▶ TASK REQUIREMENTS: The entries below contain a stretch that opens with the line containing "negative clicks: (1068, 266)" and closes with the line containing "rough mask: <svg"; set down that stretch exactly, both ends included, and nothing else.

▶ EXTRACTED MATERIAL:
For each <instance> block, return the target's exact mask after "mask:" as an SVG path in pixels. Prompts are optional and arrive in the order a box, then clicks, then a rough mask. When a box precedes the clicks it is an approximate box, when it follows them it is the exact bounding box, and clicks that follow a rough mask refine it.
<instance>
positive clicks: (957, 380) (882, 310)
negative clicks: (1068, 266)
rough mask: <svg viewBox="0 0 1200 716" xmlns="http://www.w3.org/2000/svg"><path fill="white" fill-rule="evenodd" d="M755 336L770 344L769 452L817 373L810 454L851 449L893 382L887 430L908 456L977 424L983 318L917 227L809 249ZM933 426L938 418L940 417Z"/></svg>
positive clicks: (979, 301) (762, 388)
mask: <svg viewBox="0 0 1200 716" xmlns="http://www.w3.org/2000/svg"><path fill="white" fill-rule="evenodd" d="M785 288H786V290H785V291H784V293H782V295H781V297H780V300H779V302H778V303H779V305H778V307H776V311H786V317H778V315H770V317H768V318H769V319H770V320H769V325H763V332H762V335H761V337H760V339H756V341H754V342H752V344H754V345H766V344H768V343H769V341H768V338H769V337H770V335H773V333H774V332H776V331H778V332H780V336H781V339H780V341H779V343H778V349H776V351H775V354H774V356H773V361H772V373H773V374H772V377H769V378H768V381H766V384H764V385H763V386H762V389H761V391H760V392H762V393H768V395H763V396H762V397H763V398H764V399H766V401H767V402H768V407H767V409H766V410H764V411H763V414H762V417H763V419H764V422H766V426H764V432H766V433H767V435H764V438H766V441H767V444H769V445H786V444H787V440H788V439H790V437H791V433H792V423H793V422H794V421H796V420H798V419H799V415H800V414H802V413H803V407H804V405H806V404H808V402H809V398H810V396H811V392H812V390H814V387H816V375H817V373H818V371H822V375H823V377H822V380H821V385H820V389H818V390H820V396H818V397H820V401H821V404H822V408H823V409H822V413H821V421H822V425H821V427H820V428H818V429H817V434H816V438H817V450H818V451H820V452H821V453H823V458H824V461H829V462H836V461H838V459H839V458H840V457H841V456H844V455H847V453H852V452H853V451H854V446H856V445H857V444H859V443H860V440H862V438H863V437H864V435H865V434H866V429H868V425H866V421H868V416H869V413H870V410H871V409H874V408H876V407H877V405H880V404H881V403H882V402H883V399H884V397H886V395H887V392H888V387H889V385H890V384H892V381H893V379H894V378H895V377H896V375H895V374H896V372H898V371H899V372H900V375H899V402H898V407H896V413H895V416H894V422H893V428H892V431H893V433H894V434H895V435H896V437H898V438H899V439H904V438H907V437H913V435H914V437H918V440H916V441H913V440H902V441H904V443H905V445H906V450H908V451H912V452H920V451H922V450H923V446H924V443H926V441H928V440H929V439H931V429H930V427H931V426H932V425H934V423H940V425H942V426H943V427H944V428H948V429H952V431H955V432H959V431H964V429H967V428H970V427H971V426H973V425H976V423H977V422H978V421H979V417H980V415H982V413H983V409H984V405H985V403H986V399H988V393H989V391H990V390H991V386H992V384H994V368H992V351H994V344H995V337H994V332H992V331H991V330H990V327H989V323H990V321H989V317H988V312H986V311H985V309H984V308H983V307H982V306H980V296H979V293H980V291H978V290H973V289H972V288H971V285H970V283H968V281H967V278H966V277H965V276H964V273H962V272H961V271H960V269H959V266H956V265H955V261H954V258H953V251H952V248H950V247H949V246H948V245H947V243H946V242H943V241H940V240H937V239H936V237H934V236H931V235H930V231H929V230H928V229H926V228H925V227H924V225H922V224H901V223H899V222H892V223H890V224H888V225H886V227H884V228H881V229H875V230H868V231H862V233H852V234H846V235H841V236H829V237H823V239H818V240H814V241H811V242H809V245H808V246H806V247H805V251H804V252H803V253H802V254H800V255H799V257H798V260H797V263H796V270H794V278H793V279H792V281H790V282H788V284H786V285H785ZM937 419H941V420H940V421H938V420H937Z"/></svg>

▶ WRITTEN ANSWER:
negative clicks: (1068, 266)
rough mask: <svg viewBox="0 0 1200 716" xmlns="http://www.w3.org/2000/svg"><path fill="white" fill-rule="evenodd" d="M755 336L770 344L769 452L817 373L810 454L851 449L893 382L887 430L908 456L977 424L983 318L917 227L809 249ZM933 426L938 418L940 417Z"/></svg>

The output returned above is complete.